(Items from a dataset)
####################

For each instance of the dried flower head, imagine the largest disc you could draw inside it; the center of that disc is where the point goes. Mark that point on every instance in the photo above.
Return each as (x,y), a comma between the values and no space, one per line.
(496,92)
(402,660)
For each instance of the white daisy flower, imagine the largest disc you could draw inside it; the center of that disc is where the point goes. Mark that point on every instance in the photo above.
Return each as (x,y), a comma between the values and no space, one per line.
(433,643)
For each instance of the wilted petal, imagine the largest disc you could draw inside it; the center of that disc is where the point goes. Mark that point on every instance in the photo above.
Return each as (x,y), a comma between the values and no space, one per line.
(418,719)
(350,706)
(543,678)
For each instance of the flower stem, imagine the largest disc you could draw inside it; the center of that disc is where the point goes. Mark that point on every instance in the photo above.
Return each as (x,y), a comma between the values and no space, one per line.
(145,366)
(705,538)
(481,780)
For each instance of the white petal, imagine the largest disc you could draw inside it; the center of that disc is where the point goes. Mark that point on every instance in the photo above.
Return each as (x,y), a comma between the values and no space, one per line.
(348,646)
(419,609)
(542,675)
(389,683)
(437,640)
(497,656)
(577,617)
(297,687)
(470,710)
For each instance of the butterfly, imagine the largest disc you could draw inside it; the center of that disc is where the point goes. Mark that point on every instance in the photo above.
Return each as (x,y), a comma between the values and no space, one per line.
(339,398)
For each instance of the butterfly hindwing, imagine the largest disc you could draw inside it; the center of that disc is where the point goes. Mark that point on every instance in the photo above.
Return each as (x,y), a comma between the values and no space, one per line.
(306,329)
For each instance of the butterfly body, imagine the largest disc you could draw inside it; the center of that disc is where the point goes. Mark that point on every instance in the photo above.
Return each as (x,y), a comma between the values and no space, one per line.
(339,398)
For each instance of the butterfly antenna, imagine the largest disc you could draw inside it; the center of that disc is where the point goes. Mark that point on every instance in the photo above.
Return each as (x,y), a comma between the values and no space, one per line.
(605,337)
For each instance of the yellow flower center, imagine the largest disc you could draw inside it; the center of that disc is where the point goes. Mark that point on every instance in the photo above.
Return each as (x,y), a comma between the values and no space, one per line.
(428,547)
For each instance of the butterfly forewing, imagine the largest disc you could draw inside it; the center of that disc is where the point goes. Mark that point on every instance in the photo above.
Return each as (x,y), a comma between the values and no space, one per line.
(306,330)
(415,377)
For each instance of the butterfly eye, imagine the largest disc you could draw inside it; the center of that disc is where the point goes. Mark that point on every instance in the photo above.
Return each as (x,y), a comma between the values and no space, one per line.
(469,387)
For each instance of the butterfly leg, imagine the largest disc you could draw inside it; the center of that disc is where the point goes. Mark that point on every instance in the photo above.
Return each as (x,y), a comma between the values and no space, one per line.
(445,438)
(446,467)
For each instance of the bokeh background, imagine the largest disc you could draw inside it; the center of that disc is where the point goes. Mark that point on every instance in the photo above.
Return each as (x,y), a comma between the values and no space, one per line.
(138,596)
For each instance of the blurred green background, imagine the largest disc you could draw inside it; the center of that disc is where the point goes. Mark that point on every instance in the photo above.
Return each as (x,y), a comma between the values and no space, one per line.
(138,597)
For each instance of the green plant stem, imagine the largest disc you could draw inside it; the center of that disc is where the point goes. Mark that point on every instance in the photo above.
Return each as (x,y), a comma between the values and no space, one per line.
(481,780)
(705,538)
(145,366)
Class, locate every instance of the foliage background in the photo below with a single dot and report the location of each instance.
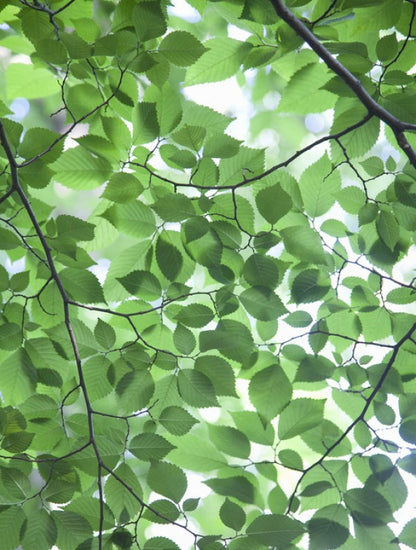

####################

Task to carry out: Copy out every one of the records above verbatim, leaving out the picture.

Exercise answer:
For each instance of the dried flower head, imagine the largest disc you could draw inside it; the center of that disc is where the point goes. Mark that point on every instance in the photo above.
Return each as (x,y), a comma between the values and no space, one per line.
(496,92)
(402,660)
For each instance of the white daisy flower, imagine the largest disc you could draw inside it; the center of that disc is where the point goes. Mark that point on every instance in the photo above.
Return each as (x,y), a comma between the values and no space, one per line.
(433,643)
For each instance of the wilted petal, imagine the largest disc you could draw inside it; the center of that disc is where the point goes. Mark that point on every instance in the photo above.
Return each as (x,y), a comma between the values and no space, one per line.
(418,719)
(350,706)
(543,678)
For each instance of the flower stem, imagine the largest disc you could draw inside it; the center of that disc is where the point goes. Mark that point on every instance in the photo above.
Return each as (x,y), a comma between the values and no space, one per line.
(145,366)
(705,538)
(481,780)
For each instance of the white petal, imagine the largest disc you could draw inside it; the center of that disc is where the point goes. Mark that point on every instance in the photo above.
Return each as (x,y), a comma between the values and no space, one per line.
(348,646)
(419,609)
(542,675)
(389,683)
(437,640)
(497,656)
(577,617)
(297,687)
(470,710)
For each instance of the butterfly, imagine the largest disc you could draw inside it; the center of that disc is where the point goes. Mark that point on every instance in the photo above.
Return each as (x,y), a comma between the values and no space, one per line.
(339,398)
For each instance of the butterfly hindwing, imagine the largest disc you could draw inside it; the center of that disc is where the point goes. Mark that point on every instance in the photo above.
Return each as (x,y), a comma between the values and no space, one per line.
(306,329)
For each instance of the butterfly body, imagine the largest disc you could draw inside it; the center of that disc is where the point goes. Mark that point on every instance in the photo above.
Return each as (x,y), a comma between the values and no space, one per line.
(339,398)
For each instance of the butterfly antenna, imagine the largest disc you could draw inside it; the center of that disc is where the point goes. Mark that point on every instance in the photo above.
Return each as (x,y), a comma between the values and no space, one per line.
(605,337)
For each instance of the yellow flower center, imagine the largest disc you could draw inside it; the center of that disc is where the point goes. Mark that point on every instance in the photo above.
Return each as (x,y), a comma between the values and no space, one per line.
(428,547)
For each instance of the butterfly forewing, imagine the largest disc you could draw inside it; the center of that disc is where the point goes. Mark that point on every instance in the photo above.
Return each as (x,y), a comma between the values and no space, one per line.
(306,330)
(415,377)
For each instance of the butterfly eye, imagine the largest disc you could draw inside it; the center of that disc is where the point goes. Mark that point on every instance in the photo above.
Return each as (x,y), a comma between the values and no space, one per line.
(469,387)
For each instance of the butterfly leg, imagine the largest disc you could draw inside it; the center of that disc is where the point goes. Mark that point on every instance in the photo above.
Return each as (x,y), a comma between the values and no space, one per line.
(445,438)
(446,467)
For each instance of the bokeh background, imagine the largest disc you could draw inside it; the center of that disc is where the point goes. Mark that point on every instance in the photo above.
Return each as (x,y), a comma between the values and no space, one per line.
(138,596)
For each instance of the blurred green background, imagine the largest disc you could draw inside it; the center of that disc is where the point goes. Mark that point on every instance in the photo above.
Return each as (x,y), a comma between the values and no space, one per line.
(138,597)
For each instance of the green plant stem, imagine the largest disc you could draw inside it; the center of that disc is where the point goes. Mark that point on every instance in the photo above.
Return each as (x,y), a comma between the values and no space, one per line.
(481,780)
(705,538)
(145,366)
Class, locate every instance of the foliage background in the photo below with a single dot and report the location of each instance.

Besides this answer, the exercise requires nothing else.